Top of Text passage
I also agree with this statement, "Why don't you help them deal with how THEY feel and make amends for the life you made them live.... then maybe they might want to have a relationship with you."

Yes, "FEELINGS are a two way street". I don't see how taking responsibility for the part you played in their upbringing and the emotional debris that it created and is still creating would be allowing others to walk all over you? Could it be that you felt walked all over by your ex-wife and somehow you are now projecting these unresolved feelings onto your children?

Yes, feelings are a two-way street, however I think in this particular circumstance that you erred in judgement and burdened the relationship further by talking all about your feelings. It was not the time nor the place. Don't make her day all about you and your unresolved feelings.

I would apologize to your daughter, either by calling or writing her. Tell her that you spoke in haste and regret focusing on your feelings. Accept her gesture of wanting her father to walk her down the aisle for her big day. You have the option of feeling positive about this turn of events--that she wants to include you! If you're concerned about the potential for arguments, leave early. Tell your daughter that you will be there happily, but will only be able to stay for a short while. This small step may pave the way for a better future relationship, one in which there may be opportunities to talk about other issues. Look at it as a small step.
Bottom of Text passage
In the advice passage above, what does the writer suggest doing if there is concern about the potential for arguments?
Top of Dataset content
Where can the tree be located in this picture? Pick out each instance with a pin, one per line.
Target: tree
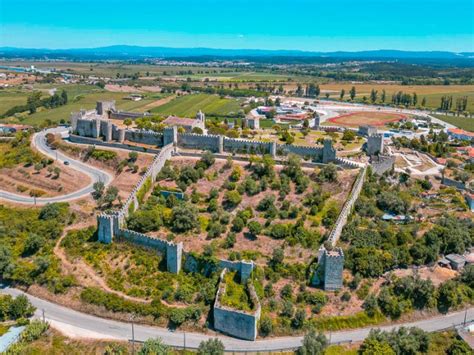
(5, 258)
(211, 347)
(277, 257)
(57, 172)
(341, 95)
(372, 346)
(38, 167)
(132, 157)
(254, 228)
(328, 173)
(348, 135)
(298, 321)
(373, 96)
(232, 198)
(154, 347)
(370, 305)
(21, 308)
(184, 218)
(266, 326)
(33, 243)
(459, 347)
(313, 344)
(64, 97)
(99, 188)
(352, 93)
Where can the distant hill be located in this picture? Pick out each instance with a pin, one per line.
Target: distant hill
(137, 52)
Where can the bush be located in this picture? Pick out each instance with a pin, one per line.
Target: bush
(232, 199)
(211, 347)
(154, 347)
(266, 326)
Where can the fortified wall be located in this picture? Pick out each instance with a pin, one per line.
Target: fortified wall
(112, 225)
(240, 324)
(331, 262)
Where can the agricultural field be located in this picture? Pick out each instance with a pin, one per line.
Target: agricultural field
(79, 97)
(189, 105)
(461, 122)
(432, 93)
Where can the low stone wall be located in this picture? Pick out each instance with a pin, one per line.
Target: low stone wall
(234, 322)
(454, 183)
(380, 164)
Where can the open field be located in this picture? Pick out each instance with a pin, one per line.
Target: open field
(80, 97)
(461, 122)
(189, 105)
(357, 119)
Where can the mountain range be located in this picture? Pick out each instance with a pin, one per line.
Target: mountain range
(138, 52)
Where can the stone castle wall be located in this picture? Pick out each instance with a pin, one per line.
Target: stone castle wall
(375, 144)
(234, 322)
(144, 137)
(382, 163)
(96, 128)
(173, 251)
(347, 208)
(330, 266)
(333, 265)
(199, 141)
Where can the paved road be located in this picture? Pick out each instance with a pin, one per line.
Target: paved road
(84, 325)
(95, 174)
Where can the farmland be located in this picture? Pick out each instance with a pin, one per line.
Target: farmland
(360, 118)
(432, 93)
(461, 122)
(80, 97)
(189, 105)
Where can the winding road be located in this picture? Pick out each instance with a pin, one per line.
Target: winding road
(95, 174)
(77, 324)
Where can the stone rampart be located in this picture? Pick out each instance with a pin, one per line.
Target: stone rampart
(144, 137)
(454, 183)
(382, 163)
(173, 251)
(234, 145)
(347, 208)
(198, 141)
(237, 323)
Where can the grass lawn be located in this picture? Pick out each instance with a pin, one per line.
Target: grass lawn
(432, 93)
(461, 122)
(189, 105)
(80, 97)
(10, 98)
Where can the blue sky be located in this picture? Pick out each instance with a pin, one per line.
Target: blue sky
(319, 25)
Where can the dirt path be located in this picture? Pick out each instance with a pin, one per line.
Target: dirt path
(84, 273)
(158, 103)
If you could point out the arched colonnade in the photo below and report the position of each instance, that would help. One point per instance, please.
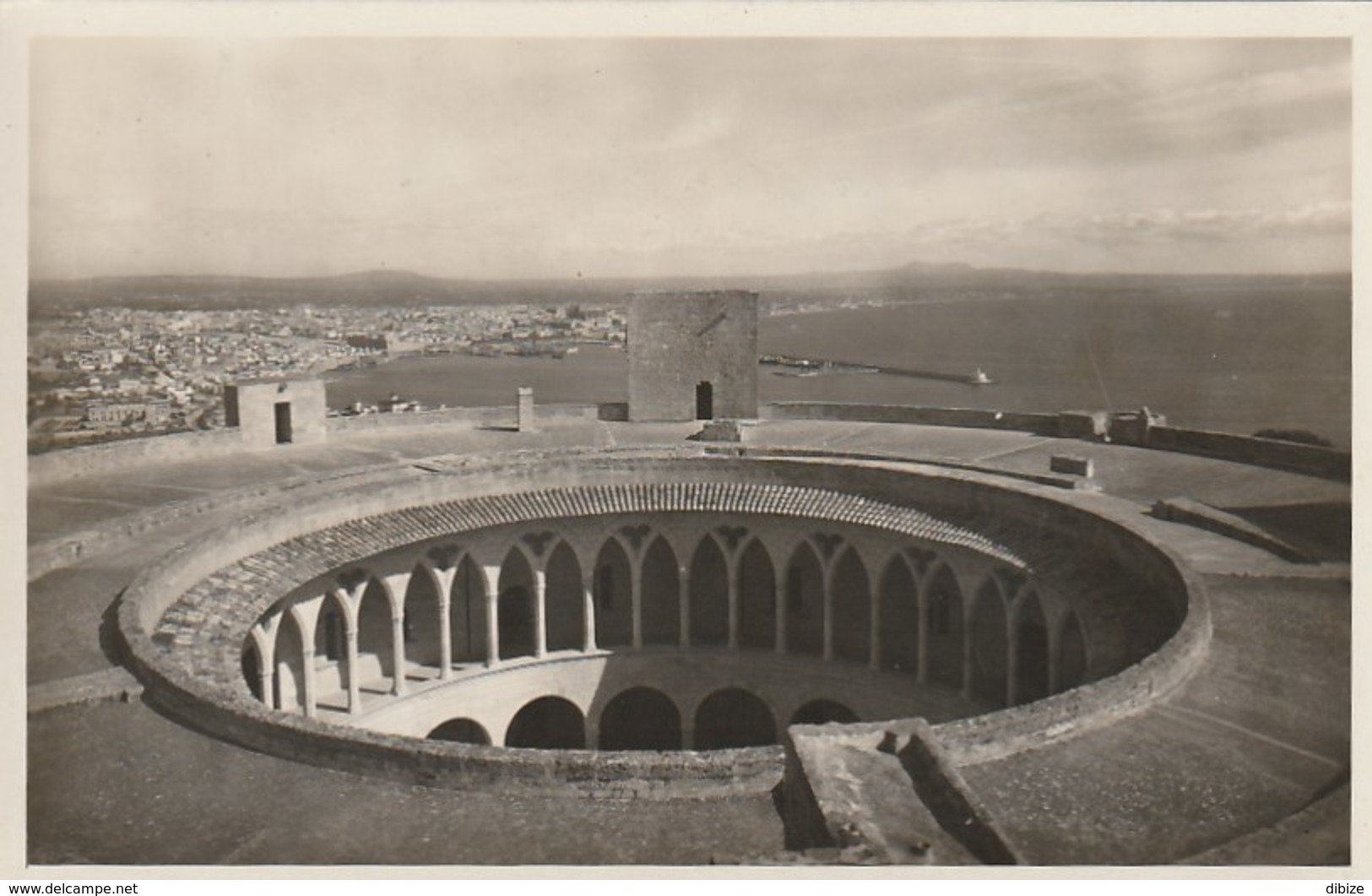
(944, 614)
(645, 720)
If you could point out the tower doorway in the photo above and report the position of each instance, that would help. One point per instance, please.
(283, 423)
(704, 401)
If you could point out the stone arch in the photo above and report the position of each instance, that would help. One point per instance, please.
(1071, 652)
(515, 605)
(421, 621)
(375, 647)
(612, 586)
(660, 588)
(944, 623)
(990, 643)
(823, 713)
(733, 718)
(641, 718)
(899, 616)
(461, 730)
(756, 597)
(548, 724)
(563, 608)
(708, 595)
(331, 630)
(805, 595)
(290, 667)
(1031, 632)
(851, 608)
(467, 614)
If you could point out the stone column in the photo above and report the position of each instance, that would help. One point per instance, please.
(1011, 661)
(443, 584)
(829, 611)
(922, 634)
(267, 681)
(684, 595)
(968, 648)
(781, 610)
(395, 586)
(588, 612)
(636, 601)
(1054, 658)
(399, 652)
(493, 623)
(312, 704)
(540, 612)
(306, 617)
(874, 623)
(355, 687)
(524, 412)
(731, 573)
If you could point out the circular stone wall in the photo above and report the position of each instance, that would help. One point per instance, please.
(486, 597)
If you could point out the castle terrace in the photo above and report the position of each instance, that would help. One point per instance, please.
(1211, 727)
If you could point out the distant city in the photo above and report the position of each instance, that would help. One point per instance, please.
(114, 372)
(131, 357)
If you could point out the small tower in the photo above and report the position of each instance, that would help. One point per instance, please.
(693, 356)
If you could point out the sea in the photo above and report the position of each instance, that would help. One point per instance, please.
(1225, 358)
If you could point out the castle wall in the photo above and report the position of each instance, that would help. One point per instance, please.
(678, 340)
(254, 410)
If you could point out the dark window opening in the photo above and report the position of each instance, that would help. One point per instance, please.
(940, 617)
(283, 423)
(704, 401)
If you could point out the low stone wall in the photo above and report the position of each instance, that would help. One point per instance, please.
(1203, 516)
(69, 549)
(1294, 457)
(969, 417)
(94, 460)
(1290, 456)
(500, 416)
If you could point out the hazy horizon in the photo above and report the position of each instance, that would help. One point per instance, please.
(645, 158)
(761, 274)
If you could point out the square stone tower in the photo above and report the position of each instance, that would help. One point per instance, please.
(693, 356)
(276, 412)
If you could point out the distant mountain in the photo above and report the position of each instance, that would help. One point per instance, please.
(388, 287)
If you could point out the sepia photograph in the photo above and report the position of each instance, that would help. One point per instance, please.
(687, 446)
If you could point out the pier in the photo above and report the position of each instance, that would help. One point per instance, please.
(811, 367)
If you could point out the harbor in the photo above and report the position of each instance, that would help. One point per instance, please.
(794, 366)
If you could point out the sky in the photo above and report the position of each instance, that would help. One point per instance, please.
(645, 157)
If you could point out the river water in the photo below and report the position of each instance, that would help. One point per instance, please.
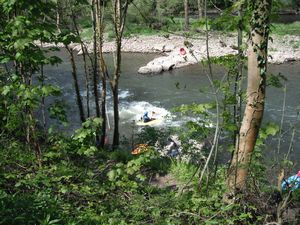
(162, 92)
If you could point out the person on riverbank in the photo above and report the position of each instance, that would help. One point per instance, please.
(292, 183)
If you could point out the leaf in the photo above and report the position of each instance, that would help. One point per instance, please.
(111, 175)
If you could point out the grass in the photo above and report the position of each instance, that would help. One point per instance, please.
(286, 29)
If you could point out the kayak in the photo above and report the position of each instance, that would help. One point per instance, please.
(150, 123)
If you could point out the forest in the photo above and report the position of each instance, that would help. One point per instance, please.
(149, 112)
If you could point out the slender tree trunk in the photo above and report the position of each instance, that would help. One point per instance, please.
(95, 63)
(103, 69)
(76, 85)
(200, 8)
(238, 80)
(120, 13)
(186, 15)
(257, 65)
(84, 55)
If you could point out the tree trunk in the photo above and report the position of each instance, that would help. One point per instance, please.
(76, 85)
(95, 63)
(257, 65)
(119, 23)
(84, 55)
(103, 69)
(200, 8)
(186, 15)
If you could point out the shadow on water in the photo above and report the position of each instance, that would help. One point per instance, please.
(162, 92)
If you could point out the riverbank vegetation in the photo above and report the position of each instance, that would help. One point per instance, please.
(49, 177)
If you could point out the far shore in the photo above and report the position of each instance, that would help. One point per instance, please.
(282, 49)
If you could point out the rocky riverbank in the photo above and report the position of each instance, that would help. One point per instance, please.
(282, 49)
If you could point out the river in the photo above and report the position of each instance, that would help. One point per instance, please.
(162, 92)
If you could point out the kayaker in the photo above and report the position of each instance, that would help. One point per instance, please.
(146, 118)
(292, 183)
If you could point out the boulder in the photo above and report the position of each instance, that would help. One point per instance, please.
(150, 69)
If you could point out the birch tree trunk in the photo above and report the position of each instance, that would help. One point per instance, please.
(200, 8)
(186, 15)
(257, 65)
(102, 68)
(119, 17)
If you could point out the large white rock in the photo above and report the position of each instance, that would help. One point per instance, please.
(150, 69)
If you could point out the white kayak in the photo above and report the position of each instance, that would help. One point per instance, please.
(150, 123)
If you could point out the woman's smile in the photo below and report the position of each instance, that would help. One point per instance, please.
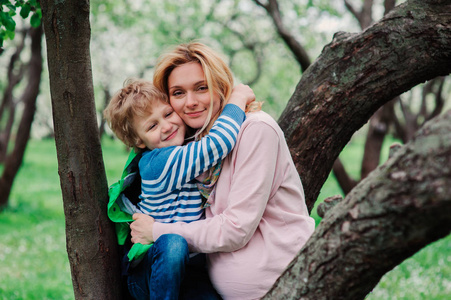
(190, 96)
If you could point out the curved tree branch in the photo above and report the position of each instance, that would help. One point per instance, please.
(355, 75)
(401, 207)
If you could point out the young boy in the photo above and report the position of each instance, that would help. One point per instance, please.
(141, 117)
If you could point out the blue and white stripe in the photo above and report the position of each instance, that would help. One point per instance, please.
(169, 193)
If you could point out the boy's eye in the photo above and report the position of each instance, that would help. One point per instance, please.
(152, 126)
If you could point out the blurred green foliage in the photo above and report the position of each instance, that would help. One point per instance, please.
(33, 258)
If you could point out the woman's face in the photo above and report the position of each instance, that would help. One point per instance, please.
(189, 94)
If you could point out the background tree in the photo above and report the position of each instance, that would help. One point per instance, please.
(404, 125)
(13, 159)
(374, 68)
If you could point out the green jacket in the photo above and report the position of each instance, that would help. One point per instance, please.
(127, 187)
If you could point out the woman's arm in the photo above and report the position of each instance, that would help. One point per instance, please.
(251, 184)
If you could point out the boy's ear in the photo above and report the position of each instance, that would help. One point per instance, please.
(140, 144)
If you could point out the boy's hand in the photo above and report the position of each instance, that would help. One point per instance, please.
(241, 96)
(142, 228)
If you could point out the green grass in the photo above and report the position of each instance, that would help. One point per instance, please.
(33, 259)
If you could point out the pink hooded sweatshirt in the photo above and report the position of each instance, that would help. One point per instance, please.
(258, 220)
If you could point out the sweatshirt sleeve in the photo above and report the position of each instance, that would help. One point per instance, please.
(251, 186)
(169, 168)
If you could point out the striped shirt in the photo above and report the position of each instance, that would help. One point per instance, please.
(169, 191)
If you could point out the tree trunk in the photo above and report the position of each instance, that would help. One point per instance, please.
(15, 73)
(401, 207)
(14, 159)
(355, 75)
(91, 241)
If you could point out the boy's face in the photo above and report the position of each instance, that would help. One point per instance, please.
(162, 128)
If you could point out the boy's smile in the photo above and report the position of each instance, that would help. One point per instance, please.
(162, 127)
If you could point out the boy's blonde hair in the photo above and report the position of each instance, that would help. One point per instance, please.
(217, 74)
(134, 99)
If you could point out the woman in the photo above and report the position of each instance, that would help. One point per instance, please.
(257, 220)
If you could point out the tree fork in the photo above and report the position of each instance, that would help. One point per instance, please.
(398, 209)
(355, 75)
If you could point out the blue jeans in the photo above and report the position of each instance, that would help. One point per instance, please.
(167, 272)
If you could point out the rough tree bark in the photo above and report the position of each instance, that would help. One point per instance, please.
(14, 159)
(399, 208)
(90, 237)
(355, 75)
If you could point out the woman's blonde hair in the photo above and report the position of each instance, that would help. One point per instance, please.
(134, 99)
(217, 74)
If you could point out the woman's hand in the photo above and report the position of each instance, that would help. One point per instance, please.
(142, 229)
(241, 96)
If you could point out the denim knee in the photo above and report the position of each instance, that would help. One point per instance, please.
(172, 248)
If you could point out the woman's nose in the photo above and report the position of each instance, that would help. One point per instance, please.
(166, 126)
(191, 101)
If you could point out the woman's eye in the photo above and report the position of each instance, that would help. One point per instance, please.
(176, 93)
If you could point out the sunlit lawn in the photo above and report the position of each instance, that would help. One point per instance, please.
(34, 264)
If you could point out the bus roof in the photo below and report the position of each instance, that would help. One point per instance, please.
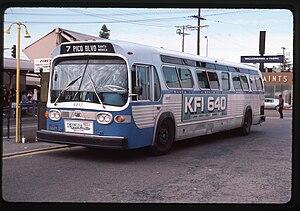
(127, 48)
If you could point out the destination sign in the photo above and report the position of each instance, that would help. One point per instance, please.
(87, 48)
(262, 59)
(196, 106)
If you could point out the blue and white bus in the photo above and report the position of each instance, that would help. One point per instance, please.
(123, 95)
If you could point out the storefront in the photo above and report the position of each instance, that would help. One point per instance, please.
(277, 83)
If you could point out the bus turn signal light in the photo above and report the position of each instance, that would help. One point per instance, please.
(119, 119)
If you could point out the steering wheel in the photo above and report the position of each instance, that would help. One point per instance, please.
(115, 88)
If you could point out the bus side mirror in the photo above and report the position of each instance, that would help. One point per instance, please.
(137, 90)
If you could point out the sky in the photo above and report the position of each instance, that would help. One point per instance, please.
(230, 33)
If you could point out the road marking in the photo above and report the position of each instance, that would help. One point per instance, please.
(38, 151)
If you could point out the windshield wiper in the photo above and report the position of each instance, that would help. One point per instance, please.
(95, 90)
(64, 89)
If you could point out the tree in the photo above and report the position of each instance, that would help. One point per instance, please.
(104, 32)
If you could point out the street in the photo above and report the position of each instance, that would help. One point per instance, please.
(218, 168)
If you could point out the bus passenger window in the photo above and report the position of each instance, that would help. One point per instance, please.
(157, 90)
(259, 84)
(171, 77)
(185, 78)
(237, 83)
(253, 84)
(143, 80)
(245, 84)
(202, 80)
(213, 80)
(225, 81)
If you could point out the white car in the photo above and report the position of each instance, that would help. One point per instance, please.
(272, 103)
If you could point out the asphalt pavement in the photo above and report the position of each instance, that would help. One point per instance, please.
(28, 131)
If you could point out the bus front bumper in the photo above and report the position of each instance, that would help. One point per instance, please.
(112, 142)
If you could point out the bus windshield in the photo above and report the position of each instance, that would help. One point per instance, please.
(97, 80)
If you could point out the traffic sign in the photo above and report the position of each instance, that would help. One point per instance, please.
(262, 59)
(42, 65)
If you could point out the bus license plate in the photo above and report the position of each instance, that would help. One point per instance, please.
(85, 127)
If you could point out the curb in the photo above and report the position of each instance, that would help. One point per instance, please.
(33, 150)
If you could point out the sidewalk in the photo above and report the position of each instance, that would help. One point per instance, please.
(11, 148)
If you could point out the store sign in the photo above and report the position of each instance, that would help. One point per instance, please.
(87, 48)
(197, 106)
(282, 78)
(42, 65)
(262, 59)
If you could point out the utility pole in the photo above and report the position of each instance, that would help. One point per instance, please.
(180, 31)
(198, 29)
(283, 64)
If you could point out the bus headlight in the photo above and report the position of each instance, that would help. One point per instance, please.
(104, 118)
(54, 114)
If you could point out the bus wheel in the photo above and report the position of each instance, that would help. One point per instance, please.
(246, 127)
(164, 138)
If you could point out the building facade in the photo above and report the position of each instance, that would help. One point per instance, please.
(277, 83)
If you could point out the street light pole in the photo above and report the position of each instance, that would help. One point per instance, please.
(27, 35)
(206, 45)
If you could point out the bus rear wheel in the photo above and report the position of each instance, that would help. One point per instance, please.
(164, 138)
Bottom of Dataset content
* Expected answer
Leave early.